Start of DATASET CONTENT

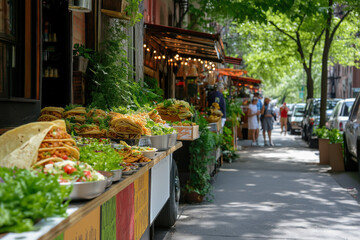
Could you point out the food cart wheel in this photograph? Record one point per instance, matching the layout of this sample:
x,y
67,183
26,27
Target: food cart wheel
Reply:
x,y
168,215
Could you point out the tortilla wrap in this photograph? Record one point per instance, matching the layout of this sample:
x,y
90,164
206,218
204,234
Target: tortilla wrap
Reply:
x,y
71,153
51,143
45,161
19,146
47,118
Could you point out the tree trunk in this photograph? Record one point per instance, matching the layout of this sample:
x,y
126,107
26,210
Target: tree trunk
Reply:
x,y
324,70
309,84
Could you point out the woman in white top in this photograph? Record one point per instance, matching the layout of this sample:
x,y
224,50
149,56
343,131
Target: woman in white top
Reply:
x,y
253,122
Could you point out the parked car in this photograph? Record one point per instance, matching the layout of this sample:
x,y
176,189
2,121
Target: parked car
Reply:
x,y
340,115
311,118
352,138
291,108
296,116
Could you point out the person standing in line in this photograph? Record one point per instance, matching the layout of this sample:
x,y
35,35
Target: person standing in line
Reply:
x,y
218,97
267,114
283,118
253,122
259,106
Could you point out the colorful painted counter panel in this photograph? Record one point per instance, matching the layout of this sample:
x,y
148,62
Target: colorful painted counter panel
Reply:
x,y
122,212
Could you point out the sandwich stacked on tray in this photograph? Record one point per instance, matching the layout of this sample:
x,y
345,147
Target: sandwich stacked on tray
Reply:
x,y
36,144
51,114
174,110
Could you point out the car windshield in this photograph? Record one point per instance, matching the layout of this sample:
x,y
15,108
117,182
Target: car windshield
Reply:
x,y
299,112
347,109
329,106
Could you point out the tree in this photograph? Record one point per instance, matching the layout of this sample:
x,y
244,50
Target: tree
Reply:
x,y
306,23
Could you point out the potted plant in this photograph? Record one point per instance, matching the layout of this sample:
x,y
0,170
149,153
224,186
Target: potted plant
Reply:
x,y
81,56
323,136
198,185
336,157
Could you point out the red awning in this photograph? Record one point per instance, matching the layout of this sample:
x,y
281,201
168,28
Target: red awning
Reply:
x,y
246,79
184,42
231,72
232,60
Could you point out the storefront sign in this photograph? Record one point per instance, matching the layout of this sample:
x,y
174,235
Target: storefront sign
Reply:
x,y
125,214
160,187
108,219
88,228
141,186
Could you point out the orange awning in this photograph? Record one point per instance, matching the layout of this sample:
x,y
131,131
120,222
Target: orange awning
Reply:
x,y
231,72
247,79
232,60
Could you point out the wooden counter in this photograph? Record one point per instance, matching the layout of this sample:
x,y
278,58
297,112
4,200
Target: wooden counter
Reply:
x,y
53,227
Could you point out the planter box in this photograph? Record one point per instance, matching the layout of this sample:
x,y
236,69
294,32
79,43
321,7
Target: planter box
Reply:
x,y
187,132
324,151
80,64
336,157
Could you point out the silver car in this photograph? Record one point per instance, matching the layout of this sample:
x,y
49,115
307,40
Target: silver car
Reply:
x,y
340,114
296,117
352,138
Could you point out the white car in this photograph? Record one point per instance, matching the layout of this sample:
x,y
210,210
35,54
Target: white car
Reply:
x,y
296,117
340,114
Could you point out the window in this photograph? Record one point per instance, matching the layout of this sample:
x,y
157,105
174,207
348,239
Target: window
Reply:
x,y
17,68
7,43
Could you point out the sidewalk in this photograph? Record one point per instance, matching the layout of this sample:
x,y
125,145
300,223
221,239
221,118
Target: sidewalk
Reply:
x,y
273,193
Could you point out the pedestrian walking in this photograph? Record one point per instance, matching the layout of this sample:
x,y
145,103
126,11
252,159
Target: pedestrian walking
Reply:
x,y
253,122
283,118
267,115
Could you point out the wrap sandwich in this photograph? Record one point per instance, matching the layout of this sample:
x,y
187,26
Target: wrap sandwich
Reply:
x,y
92,131
22,146
77,114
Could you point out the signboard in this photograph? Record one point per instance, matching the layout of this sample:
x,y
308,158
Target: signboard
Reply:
x,y
125,213
141,205
160,186
108,219
88,228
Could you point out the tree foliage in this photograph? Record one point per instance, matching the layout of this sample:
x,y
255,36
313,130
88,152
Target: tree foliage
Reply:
x,y
306,31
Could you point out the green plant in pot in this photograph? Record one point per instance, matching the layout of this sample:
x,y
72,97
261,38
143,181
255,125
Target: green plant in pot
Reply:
x,y
323,136
81,57
201,155
336,153
322,133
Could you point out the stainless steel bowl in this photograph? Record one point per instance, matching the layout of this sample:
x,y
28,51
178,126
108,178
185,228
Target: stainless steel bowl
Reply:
x,y
160,142
87,190
172,140
117,175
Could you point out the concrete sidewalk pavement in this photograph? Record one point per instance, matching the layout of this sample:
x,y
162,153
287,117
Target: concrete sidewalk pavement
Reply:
x,y
275,192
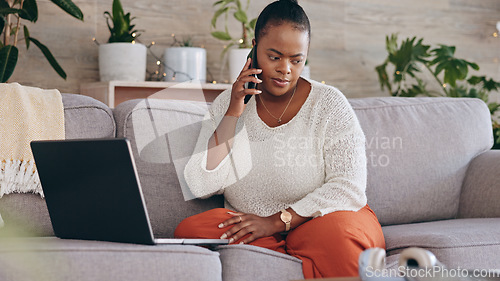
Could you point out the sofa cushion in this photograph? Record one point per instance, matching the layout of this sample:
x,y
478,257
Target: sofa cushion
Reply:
x,y
163,134
265,264
84,117
418,150
55,259
465,243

End of DATASET CONTENT

◆ WHAT IS REQUIRED
Restate word for word only the lines above from the line containing "Target: sidewalk" to the line containing "Target: pedestrian walking", both of them included.

◆ SOLUTION
Target: sidewalk
Reply:
x,y
273,193
Could you point out the pedestrian walking in this photograph? Record one point per instance, matching the layout of this sample:
x,y
145,103
126,11
252,159
Target: pedestrian walking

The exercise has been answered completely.